Exercise inputs:
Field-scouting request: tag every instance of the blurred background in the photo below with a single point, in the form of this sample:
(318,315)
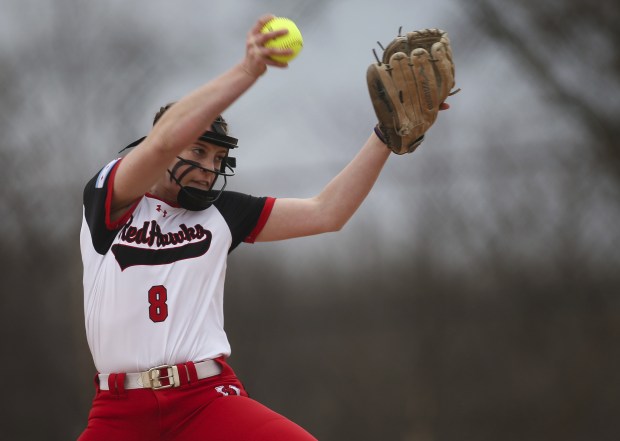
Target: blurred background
(474,296)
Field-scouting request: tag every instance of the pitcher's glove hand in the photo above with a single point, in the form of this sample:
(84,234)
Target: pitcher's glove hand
(407,87)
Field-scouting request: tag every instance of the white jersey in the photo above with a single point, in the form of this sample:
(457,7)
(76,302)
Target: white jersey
(154,280)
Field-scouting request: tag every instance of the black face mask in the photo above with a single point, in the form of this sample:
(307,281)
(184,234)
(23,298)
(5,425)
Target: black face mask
(195,199)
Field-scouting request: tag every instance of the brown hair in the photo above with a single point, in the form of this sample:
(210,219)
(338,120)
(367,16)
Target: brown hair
(219,126)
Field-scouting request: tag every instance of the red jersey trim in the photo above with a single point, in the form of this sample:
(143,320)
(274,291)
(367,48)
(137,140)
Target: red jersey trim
(262,220)
(108,203)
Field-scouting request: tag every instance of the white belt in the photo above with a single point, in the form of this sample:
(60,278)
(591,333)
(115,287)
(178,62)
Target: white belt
(169,373)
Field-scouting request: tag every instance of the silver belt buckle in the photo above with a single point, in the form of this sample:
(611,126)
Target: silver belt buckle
(152,378)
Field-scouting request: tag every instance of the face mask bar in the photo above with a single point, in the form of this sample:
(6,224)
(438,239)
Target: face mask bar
(195,199)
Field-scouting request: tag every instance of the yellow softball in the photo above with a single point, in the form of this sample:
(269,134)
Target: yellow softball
(293,40)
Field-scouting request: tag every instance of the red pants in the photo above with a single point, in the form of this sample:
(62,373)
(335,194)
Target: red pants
(198,411)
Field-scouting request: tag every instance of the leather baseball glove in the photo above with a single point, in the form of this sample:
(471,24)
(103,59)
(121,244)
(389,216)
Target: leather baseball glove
(407,86)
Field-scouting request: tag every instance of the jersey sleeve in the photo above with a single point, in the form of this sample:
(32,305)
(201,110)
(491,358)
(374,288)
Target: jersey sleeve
(97,200)
(245,215)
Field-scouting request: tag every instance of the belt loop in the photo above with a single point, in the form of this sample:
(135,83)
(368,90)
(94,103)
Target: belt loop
(120,383)
(191,370)
(116,384)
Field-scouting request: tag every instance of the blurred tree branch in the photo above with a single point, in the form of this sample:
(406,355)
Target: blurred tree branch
(570,49)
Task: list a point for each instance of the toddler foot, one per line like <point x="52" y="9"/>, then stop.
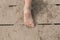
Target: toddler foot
<point x="28" y="20"/>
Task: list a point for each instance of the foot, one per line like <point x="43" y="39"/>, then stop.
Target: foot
<point x="28" y="20"/>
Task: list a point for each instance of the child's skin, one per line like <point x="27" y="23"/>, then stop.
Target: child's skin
<point x="28" y="20"/>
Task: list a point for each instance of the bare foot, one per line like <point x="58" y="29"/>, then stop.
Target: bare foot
<point x="28" y="20"/>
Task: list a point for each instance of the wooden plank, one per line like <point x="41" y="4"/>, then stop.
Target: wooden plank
<point x="19" y="32"/>
<point x="50" y="32"/>
<point x="10" y="11"/>
<point x="52" y="1"/>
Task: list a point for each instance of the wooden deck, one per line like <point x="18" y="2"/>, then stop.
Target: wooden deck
<point x="46" y="14"/>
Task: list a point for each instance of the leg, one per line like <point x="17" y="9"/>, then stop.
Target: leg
<point x="28" y="20"/>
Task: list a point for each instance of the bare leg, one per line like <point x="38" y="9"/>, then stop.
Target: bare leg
<point x="28" y="20"/>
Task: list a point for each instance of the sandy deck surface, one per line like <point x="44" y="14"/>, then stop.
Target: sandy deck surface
<point x="46" y="14"/>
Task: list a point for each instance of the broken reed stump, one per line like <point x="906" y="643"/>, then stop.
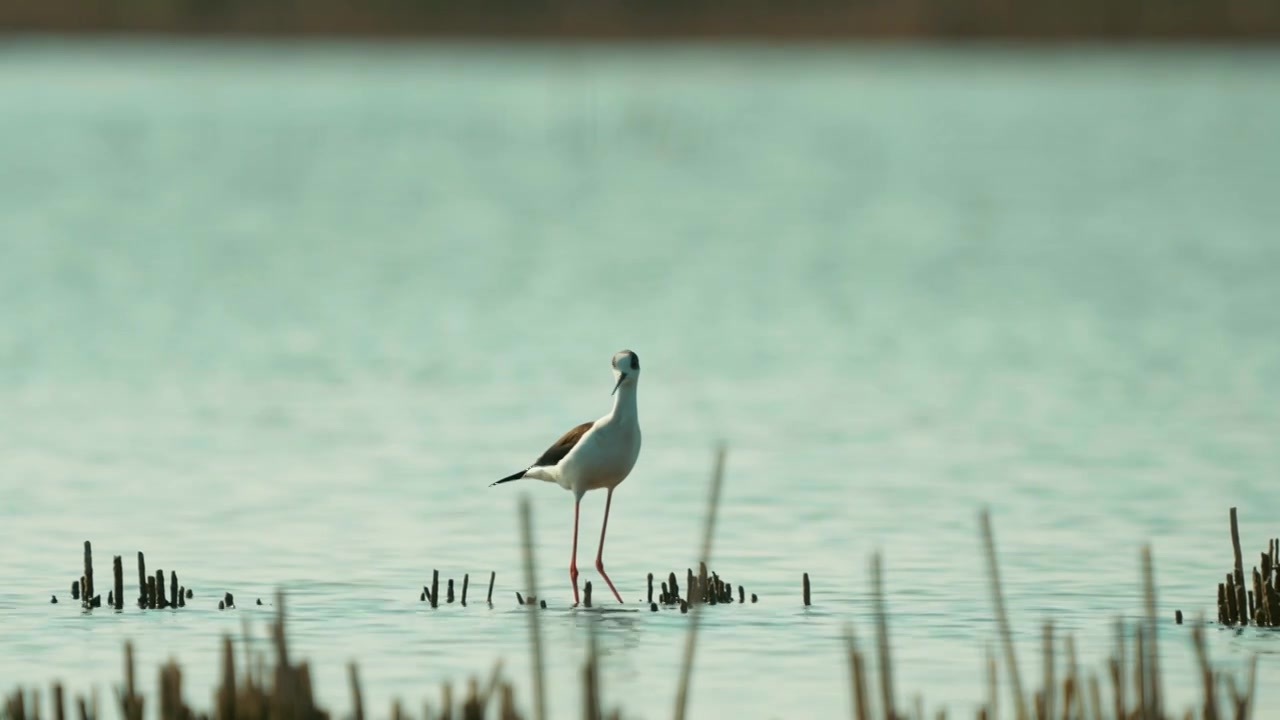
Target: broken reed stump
<point x="1258" y="600"/>
<point x="151" y="592"/>
<point x="705" y="587"/>
<point x="118" y="575"/>
<point x="87" y="584"/>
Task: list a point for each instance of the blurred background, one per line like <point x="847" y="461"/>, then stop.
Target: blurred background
<point x="284" y="286"/>
<point x="663" y="18"/>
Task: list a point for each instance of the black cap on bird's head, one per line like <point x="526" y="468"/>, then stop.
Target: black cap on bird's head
<point x="626" y="364"/>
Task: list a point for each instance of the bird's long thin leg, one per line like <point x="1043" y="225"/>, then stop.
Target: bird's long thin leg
<point x="599" y="554"/>
<point x="572" y="560"/>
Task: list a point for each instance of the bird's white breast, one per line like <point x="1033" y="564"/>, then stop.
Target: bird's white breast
<point x="604" y="456"/>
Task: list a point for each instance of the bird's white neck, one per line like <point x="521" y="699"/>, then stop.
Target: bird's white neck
<point x="625" y="402"/>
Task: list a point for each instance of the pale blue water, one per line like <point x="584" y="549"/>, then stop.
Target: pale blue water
<point x="278" y="314"/>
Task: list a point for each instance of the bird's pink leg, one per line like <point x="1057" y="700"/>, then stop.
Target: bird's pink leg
<point x="572" y="560"/>
<point x="599" y="554"/>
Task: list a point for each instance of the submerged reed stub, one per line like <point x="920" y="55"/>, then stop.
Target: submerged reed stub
<point x="1255" y="597"/>
<point x="87" y="586"/>
<point x="118" y="582"/>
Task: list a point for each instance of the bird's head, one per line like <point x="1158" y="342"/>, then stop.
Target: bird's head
<point x="626" y="368"/>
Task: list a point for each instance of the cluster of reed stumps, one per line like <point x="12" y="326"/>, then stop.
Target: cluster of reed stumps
<point x="280" y="688"/>
<point x="151" y="588"/>
<point x="1257" y="602"/>
<point x="703" y="588"/>
<point x="432" y="593"/>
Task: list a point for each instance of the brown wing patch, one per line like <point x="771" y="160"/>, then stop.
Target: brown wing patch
<point x="561" y="447"/>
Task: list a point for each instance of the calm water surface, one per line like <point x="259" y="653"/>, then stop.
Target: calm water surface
<point x="277" y="315"/>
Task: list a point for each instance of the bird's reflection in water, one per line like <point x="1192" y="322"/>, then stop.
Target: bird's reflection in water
<point x="617" y="638"/>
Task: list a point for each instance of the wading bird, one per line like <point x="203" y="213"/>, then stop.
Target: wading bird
<point x="595" y="455"/>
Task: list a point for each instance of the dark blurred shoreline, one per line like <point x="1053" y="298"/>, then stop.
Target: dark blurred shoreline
<point x="661" y="19"/>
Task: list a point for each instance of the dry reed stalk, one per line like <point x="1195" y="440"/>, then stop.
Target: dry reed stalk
<point x="118" y="584"/>
<point x="357" y="702"/>
<point x="997" y="601"/>
<point x="1240" y="598"/>
<point x="1047" y="693"/>
<point x="882" y="648"/>
<point x="535" y="638"/>
<point x="992" y="686"/>
<point x="856" y="677"/>
<point x="1152" y="632"/>
<point x="691" y="636"/>
<point x="592" y="679"/>
<point x="87" y="586"/>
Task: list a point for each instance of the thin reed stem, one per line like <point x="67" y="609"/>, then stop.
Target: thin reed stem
<point x="695" y="614"/>
<point x="535" y="637"/>
<point x="997" y="602"/>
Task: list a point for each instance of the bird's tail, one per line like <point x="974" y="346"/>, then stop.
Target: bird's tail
<point x="512" y="477"/>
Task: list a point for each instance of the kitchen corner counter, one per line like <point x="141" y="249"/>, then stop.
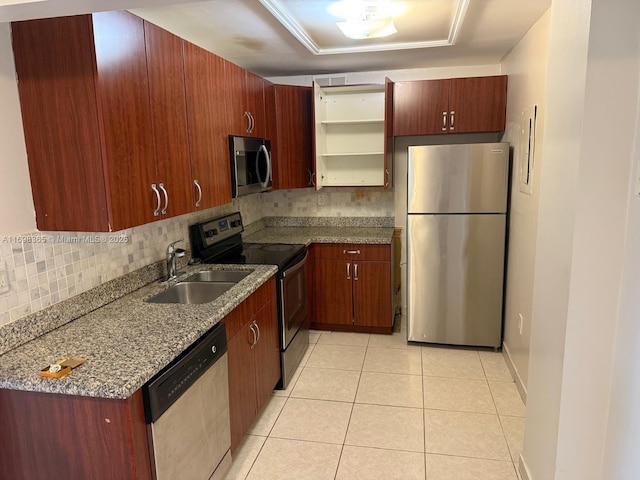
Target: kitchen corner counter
<point x="307" y="230"/>
<point x="125" y="342"/>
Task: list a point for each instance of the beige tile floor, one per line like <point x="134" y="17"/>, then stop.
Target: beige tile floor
<point x="368" y="407"/>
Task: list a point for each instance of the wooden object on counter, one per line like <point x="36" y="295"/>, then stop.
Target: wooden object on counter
<point x="64" y="436"/>
<point x="353" y="288"/>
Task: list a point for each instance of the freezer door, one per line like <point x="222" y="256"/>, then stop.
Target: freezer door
<point x="470" y="178"/>
<point x="455" y="266"/>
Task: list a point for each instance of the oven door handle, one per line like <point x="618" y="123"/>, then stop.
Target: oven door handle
<point x="295" y="267"/>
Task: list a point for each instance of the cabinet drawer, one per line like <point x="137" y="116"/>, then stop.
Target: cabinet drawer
<point x="352" y="251"/>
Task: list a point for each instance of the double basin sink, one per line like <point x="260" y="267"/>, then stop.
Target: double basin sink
<point x="201" y="287"/>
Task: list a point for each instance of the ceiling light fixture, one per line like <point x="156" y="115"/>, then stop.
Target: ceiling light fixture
<point x="364" y="19"/>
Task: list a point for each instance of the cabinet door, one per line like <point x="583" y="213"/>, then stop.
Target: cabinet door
<point x="236" y="115"/>
<point x="292" y="150"/>
<point x="388" y="131"/>
<point x="334" y="292"/>
<point x="169" y="118"/>
<point x="123" y="97"/>
<point x="208" y="141"/>
<point x="55" y="68"/>
<point x="254" y="97"/>
<point x="479" y="104"/>
<point x="48" y="435"/>
<point x="242" y="388"/>
<point x="421" y="107"/>
<point x="372" y="294"/>
<point x="267" y="353"/>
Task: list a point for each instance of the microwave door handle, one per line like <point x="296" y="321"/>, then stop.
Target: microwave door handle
<point x="265" y="183"/>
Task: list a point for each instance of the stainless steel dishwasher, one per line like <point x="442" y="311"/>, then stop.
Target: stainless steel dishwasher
<point x="187" y="413"/>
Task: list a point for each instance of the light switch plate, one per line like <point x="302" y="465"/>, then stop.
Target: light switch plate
<point x="4" y="281"/>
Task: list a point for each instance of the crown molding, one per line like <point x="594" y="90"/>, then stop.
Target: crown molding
<point x="276" y="9"/>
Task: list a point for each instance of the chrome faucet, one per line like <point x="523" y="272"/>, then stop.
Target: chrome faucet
<point x="172" y="253"/>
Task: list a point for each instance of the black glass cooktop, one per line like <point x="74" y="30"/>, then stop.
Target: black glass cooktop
<point x="279" y="254"/>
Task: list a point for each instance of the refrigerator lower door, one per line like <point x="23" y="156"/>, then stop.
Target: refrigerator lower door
<point x="455" y="268"/>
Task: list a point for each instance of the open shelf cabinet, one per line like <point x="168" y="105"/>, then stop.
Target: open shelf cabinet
<point x="351" y="135"/>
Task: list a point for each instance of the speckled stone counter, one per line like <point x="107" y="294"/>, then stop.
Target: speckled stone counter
<point x="308" y="235"/>
<point x="125" y="342"/>
<point x="307" y="230"/>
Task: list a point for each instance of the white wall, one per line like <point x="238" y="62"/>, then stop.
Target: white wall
<point x="592" y="109"/>
<point x="526" y="67"/>
<point x="16" y="205"/>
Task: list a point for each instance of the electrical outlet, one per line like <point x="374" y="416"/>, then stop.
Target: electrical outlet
<point x="520" y="322"/>
<point x="4" y="282"/>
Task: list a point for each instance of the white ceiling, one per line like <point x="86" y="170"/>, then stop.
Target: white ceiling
<point x="299" y="37"/>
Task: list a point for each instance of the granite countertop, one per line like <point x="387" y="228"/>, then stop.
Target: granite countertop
<point x="327" y="234"/>
<point x="125" y="342"/>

What is being asked: Your answer should be the lines above, from the line containing "Field-scouting request: tag every instance of the belt" up to and including the line containing "Field-scouting request: tag every instance of the blurred tree", reproduced exactly and with nothing else.

Expected answer:
Field-scouting request: tag every instance of the belt loop in the photo above with a single point, in the form of this sample:
(135,83)
(368,90)
(94,103)
Target: belt loop
(120,383)
(191,370)
(116,384)
Field-scouting request: tag every instance of the blurred tree branch in the photo above with a single point, in the form of this sample:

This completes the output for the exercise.